*How to complete this task*
For each line below that includes the word "marker", make a copy.

*Data for the task*

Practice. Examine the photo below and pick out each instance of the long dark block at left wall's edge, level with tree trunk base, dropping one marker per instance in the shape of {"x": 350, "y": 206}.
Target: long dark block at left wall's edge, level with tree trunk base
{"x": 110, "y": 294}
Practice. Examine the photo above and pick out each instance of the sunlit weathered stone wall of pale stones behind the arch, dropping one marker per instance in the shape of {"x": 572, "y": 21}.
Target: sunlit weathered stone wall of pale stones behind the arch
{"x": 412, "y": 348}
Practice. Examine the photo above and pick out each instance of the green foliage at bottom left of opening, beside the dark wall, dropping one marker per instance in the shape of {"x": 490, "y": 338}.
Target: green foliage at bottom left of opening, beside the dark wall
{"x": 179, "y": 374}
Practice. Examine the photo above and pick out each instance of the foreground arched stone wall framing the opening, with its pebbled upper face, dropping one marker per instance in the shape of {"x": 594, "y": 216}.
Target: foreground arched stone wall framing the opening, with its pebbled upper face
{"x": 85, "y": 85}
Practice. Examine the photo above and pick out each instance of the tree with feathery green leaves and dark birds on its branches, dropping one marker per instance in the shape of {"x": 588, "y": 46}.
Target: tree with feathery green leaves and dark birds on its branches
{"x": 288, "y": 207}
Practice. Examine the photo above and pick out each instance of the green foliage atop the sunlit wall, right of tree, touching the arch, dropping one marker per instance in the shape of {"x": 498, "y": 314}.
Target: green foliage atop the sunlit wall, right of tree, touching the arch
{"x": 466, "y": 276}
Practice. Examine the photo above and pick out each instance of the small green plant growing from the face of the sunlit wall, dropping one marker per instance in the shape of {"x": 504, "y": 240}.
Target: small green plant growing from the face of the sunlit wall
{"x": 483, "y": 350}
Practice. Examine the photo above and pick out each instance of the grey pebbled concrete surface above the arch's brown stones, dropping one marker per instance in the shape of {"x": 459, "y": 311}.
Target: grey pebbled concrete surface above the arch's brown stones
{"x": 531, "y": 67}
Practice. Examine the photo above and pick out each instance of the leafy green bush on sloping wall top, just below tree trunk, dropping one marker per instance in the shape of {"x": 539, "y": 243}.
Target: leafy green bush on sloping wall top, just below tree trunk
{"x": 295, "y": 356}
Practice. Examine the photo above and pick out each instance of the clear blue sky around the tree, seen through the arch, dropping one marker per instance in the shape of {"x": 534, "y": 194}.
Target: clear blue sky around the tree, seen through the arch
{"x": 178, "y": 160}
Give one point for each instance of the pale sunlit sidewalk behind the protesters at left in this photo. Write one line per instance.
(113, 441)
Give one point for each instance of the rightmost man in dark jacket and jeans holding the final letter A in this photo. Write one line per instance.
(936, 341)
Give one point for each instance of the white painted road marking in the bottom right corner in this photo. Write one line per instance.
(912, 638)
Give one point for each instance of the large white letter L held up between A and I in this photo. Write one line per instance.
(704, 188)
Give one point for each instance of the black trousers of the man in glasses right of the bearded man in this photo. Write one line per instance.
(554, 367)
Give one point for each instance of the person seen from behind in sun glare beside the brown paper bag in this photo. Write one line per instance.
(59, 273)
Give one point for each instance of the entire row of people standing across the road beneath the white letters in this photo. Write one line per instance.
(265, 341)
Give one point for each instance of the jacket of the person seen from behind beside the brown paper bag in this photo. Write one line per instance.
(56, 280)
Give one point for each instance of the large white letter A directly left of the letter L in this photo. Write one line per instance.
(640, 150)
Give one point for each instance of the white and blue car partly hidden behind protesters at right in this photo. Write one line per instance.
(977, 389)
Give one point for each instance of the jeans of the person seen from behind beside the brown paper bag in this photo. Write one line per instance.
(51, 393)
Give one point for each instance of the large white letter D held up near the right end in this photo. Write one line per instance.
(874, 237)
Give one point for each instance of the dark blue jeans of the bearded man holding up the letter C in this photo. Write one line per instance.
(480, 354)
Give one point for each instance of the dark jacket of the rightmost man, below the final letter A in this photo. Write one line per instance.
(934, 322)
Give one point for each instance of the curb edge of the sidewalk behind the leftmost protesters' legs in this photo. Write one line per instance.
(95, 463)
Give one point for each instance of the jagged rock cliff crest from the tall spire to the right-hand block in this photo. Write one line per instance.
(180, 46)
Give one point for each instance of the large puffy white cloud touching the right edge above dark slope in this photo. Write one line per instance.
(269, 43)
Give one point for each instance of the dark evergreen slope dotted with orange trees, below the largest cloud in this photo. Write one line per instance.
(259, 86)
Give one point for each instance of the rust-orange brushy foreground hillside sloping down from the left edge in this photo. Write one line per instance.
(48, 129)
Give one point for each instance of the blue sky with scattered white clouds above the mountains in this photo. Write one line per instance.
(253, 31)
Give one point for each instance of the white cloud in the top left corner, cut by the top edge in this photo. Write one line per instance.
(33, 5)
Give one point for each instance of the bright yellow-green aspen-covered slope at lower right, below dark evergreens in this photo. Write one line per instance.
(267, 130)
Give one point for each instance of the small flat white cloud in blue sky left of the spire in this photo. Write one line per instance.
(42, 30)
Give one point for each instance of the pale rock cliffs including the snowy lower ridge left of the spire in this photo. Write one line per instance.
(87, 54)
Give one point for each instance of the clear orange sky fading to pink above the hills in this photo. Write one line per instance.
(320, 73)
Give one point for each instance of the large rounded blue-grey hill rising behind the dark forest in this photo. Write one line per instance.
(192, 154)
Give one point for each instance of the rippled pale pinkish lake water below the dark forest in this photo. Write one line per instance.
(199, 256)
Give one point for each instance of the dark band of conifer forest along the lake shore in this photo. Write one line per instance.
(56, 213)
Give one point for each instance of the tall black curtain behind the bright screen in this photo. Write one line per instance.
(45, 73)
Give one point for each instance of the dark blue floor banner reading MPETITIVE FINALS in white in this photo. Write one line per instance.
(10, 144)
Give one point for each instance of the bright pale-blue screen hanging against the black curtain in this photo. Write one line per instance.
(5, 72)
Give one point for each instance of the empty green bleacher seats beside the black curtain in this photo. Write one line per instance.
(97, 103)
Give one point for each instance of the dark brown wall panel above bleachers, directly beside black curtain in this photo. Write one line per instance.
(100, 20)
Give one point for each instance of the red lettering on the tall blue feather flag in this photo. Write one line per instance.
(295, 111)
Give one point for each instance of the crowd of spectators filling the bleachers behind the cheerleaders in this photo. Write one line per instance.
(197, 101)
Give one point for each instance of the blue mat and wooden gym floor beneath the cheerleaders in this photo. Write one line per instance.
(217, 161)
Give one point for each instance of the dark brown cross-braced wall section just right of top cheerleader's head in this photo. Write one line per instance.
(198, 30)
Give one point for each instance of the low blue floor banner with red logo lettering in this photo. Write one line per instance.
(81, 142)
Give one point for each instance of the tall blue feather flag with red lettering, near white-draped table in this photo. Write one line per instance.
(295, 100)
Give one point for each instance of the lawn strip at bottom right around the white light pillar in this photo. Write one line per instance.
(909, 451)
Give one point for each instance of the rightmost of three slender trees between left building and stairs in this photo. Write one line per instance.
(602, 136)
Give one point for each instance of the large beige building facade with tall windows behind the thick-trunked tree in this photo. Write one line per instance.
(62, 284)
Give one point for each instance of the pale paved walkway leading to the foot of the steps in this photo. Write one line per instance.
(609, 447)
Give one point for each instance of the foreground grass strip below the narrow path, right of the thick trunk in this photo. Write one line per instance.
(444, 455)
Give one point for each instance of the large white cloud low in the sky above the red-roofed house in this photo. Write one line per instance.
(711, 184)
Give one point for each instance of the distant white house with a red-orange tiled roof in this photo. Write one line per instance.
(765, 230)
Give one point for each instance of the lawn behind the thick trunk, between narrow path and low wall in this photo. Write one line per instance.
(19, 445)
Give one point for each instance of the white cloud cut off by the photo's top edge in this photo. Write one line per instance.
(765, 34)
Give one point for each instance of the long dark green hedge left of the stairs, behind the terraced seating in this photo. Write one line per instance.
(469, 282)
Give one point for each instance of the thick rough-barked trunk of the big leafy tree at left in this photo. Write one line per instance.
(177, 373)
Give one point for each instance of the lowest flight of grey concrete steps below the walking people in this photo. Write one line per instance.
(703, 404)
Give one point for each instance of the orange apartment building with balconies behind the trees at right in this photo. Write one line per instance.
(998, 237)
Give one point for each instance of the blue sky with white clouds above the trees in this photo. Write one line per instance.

*Solution to the problem*
Practice. Examine the photo below and pick out each instance of the long dark block at left wall's edge, level with tree trunk base, dropping one marker per instance in the shape of {"x": 350, "y": 206}.
Practice. Examine the photo above and pick out each instance of the sunlit weathered stone wall of pale stones behind the arch, dropping one marker per instance in the shape of {"x": 572, "y": 21}.
Practice. Examine the photo above and pick out each instance of the green foliage at bottom left of opening, beside the dark wall, dropping one marker per instance in the shape of {"x": 490, "y": 338}.
Practice. Examine the photo above and pick out each instance of the foreground arched stone wall framing the opening, with its pebbled upper face, dropping one marker per instance in the shape of {"x": 594, "y": 216}.
Practice. Examine the photo above and pick out each instance of the tree with feathery green leaves and dark birds on its branches, dropping one marker per instance in the shape of {"x": 588, "y": 46}.
Practice. Examine the photo above and pick out each instance of the green foliage atop the sunlit wall, right of tree, touching the arch, dropping one marker per instance in the shape of {"x": 498, "y": 314}.
Practice. Examine the photo above and pick out each instance of the small green plant growing from the face of the sunlit wall, dropping one marker per instance in the shape of {"x": 504, "y": 240}.
Practice. Examine the photo above and pick out each instance of the grey pebbled concrete surface above the arch's brown stones, dropping one marker per instance in the shape of {"x": 459, "y": 311}.
Practice. Examine the photo above and pick out each instance of the leafy green bush on sloping wall top, just below tree trunk, dropping one marker per instance in the shape of {"x": 539, "y": 243}.
Practice. Examine the photo above and pick out each instance of the clear blue sky around the tree, seen through the arch, dropping one marker per instance in the shape of {"x": 534, "y": 194}.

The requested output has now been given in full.